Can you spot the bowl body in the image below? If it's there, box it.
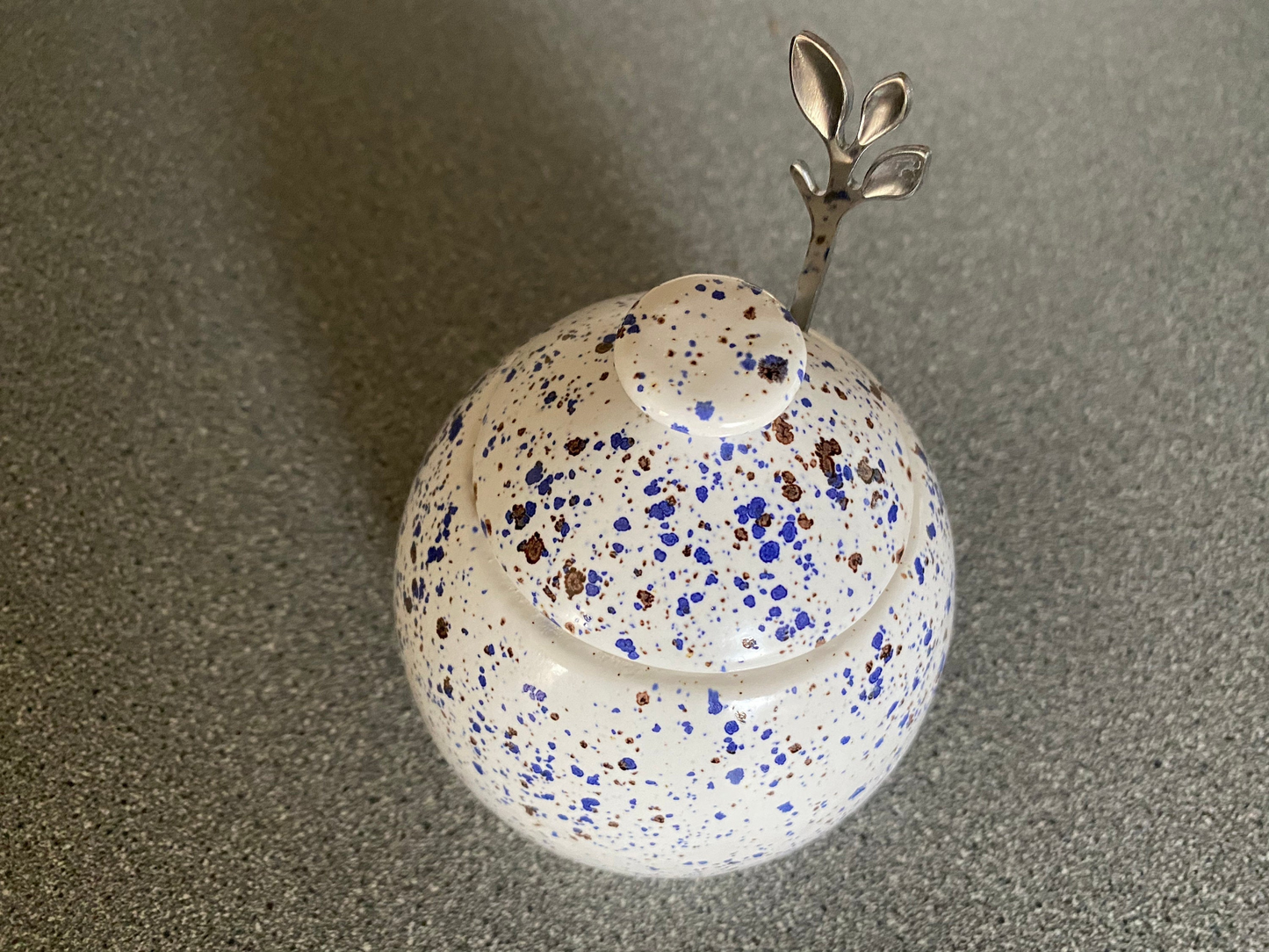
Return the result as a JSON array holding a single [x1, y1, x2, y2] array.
[[393, 299, 955, 876]]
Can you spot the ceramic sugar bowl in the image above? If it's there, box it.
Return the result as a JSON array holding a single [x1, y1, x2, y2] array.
[[394, 34, 955, 876]]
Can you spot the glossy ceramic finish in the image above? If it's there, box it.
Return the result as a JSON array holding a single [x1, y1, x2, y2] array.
[[613, 274, 806, 436], [394, 289, 955, 876]]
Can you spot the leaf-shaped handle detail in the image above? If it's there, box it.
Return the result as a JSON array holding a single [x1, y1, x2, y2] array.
[[861, 146, 930, 198], [858, 72, 912, 146], [790, 31, 854, 141]]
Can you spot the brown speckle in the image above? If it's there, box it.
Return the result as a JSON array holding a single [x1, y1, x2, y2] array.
[[511, 502, 538, 533], [758, 357, 790, 383], [772, 414, 793, 445], [815, 438, 841, 479], [516, 532, 547, 565]]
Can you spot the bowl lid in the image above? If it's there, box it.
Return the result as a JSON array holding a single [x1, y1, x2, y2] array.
[[473, 274, 912, 672]]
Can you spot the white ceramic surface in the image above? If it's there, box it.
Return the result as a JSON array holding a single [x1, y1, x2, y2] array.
[[394, 276, 955, 876]]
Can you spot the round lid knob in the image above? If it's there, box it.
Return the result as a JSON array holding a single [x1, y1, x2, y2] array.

* Requirement
Write out all of the material again, changing every "Can you spot" to "Do you see" and keeping everything else the same. Omit the pictures.

* Answer for the task
Do you see the bowl body in the image below? If it's there, box it.
Return the result as a JSON array holding a single [x1, y1, x2, y2] array.
[[393, 299, 955, 876]]
Do you see the ceramic sugar bowl in the image above? If it's there, box it.
Return the result as a JSON array holding a single [x1, y1, x2, y2] array.
[[394, 34, 955, 876]]
Do you see the glossy ceramic finish in the image above? If it's there, box it.
Return the result as a JSON array holding a single [x1, y1, x2, y2] array.
[[613, 274, 806, 436], [394, 289, 955, 876]]
Do you see the leaf-shaped handle detail in the image above? If it's there, box it.
Return the result as a JSON array holding a single [x1, y1, x2, y2] array.
[[861, 146, 930, 198], [858, 72, 912, 146], [790, 31, 854, 141]]
Do you see the brown speckle in the image above? If it's there, box it.
Return the result as a JSON array holding a single [x1, y1, x2, y2] array.
[[511, 502, 538, 533], [758, 357, 790, 383], [772, 414, 793, 445], [815, 438, 841, 479], [516, 532, 547, 565]]
Do you see the bowl lid in the image above? If it's there, box it.
Return the result as a JSON array holding a single [x1, y1, x2, y2] array.
[[473, 274, 912, 672]]
Do you see the white ceramic surface in the image above? If it's there, box it.
Return the result as a JSON array holding a single [x1, y1, x2, y2] array.
[[394, 276, 955, 876]]
Do you see the round lid knob in the image above? If it's there, box it.
Return the result as a JSON array holding a single [x1, y1, x2, y2] array.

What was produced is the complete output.